■ WHAT NEEDS TO BE DONE:
Using the post about Ray's return to the nursing home, state how many people Ray needs to get him showered and changed.

■ DOCUMENT EXCERPT:
[Start of Attachment]
Ray is back in the nursing home now
Ray is back in his nursing home again. He didn't get out of bed today as the head nurse wanted the physio to sign off on his suitability to be back in his wheelchair self-propelling again. As the conclusion at the end of his hospital stay was that he had had a bad seizure, or maybe a series of seizures he should not have to be signed off, after all there shouldn't be any significant changes to his cognition as there would be had he had a stroke - should there?
I found the days long in the hospital as I sat beside his bed for five or six hours each day. I like to be there to act as his interpreter. Ray cannot answer questions easily, it may take him two or three minutes to answer a simple question, if it involves thinking back more than a few hours he is not able to answer it at all. So it is easier if I am there to be his memory aid.
I am glad Ray is back at the nursing home but will be sad if this latest event has taken more away from him. For instance if he is not able to go in the wheelchair, or if he is not considered suitable to eat in the dining room now. It is small things like that that add to his life, being able to be where people are, where the acivities are going on, being able to join in. I put myself in his shoes and that ability to go on with some sort of life is what I would want for me.
A lot of people have asked me if I am getting used to being alone now Ray is in a nursing home. You call that a SNF and it is officially an Aged Care Facility here but you all know what I mean.
The answer is "no" - I am not getting used to being alone. Just as Ray, like everyone who goes into full-time care, wants to "go home", I want and NEED him to be here. However I do know that the Ray I would want home is not the Ray that is in a nursing home needing three people to get him showered and changed but the Ray from some years ago who could walk, converse, laugh at a joke, and generally enjoy life.I put him into the NH because of all the changes and difficulty of one person handling him and that will not change with time.
[End of Attachment]
■ INPUT DATA:
[Start of Attachment]
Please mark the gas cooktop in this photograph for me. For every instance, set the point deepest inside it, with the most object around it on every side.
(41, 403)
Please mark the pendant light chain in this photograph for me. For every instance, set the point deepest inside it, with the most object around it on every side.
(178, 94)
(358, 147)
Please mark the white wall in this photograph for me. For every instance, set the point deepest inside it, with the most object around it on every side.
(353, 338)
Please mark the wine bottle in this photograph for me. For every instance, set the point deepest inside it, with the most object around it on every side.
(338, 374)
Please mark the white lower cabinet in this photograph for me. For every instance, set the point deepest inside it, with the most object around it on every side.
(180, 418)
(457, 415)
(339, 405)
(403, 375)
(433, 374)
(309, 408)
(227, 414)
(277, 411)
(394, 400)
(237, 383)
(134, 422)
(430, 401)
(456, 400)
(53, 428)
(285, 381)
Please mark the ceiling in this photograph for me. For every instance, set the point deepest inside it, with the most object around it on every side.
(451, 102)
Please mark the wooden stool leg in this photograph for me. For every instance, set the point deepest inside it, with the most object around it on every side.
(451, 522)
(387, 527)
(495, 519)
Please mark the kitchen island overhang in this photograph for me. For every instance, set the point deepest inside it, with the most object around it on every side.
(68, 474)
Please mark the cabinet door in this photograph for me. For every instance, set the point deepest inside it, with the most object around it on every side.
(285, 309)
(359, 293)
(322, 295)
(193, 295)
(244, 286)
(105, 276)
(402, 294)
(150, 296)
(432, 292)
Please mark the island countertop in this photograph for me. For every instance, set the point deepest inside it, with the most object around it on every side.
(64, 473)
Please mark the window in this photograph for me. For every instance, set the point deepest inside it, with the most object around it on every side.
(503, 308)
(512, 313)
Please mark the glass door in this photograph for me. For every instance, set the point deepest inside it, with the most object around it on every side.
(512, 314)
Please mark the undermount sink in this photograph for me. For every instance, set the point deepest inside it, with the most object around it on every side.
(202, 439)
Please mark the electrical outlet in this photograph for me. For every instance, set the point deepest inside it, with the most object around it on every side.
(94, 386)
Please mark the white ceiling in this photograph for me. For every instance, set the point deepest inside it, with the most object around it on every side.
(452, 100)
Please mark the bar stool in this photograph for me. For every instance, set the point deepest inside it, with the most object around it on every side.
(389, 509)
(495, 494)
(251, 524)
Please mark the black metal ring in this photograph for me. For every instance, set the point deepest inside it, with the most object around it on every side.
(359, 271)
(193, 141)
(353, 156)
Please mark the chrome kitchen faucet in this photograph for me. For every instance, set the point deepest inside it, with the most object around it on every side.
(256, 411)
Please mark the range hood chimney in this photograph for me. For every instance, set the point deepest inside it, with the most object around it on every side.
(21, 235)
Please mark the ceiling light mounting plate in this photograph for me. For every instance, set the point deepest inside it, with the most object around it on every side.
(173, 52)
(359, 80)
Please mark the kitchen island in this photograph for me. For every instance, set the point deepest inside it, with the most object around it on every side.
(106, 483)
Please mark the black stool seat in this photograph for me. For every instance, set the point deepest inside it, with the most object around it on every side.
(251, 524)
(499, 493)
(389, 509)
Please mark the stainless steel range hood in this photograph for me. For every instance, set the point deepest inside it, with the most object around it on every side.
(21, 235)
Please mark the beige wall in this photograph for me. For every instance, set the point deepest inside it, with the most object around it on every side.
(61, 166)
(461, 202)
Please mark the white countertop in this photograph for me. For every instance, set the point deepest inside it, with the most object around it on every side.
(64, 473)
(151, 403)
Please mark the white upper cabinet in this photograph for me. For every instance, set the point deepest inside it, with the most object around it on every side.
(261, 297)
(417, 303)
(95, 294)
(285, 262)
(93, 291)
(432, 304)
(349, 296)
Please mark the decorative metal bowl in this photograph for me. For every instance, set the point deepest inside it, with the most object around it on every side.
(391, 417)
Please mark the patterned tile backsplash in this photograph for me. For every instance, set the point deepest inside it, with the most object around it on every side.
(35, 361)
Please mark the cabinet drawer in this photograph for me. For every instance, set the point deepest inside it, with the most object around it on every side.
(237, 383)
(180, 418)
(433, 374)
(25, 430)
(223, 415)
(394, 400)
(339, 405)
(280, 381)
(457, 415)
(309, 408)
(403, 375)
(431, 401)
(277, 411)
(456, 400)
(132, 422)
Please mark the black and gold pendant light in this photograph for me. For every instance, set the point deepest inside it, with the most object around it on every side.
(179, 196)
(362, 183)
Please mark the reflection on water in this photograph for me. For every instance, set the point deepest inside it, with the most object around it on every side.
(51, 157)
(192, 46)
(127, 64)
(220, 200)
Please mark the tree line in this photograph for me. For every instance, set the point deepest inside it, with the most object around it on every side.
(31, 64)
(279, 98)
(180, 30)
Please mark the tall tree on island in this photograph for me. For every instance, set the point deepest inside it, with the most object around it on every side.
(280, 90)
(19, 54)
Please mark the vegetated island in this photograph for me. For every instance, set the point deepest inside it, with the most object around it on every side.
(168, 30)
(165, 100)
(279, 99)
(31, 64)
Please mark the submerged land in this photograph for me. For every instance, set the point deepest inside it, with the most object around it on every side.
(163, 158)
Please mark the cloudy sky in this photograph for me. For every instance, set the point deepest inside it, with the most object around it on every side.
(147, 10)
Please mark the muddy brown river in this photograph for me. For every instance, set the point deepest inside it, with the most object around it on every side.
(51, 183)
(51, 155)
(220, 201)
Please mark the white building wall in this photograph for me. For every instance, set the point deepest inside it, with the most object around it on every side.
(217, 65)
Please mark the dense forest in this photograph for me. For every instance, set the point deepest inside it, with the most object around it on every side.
[End of Attachment]
■ WRITTEN RESPONSE:
Three people.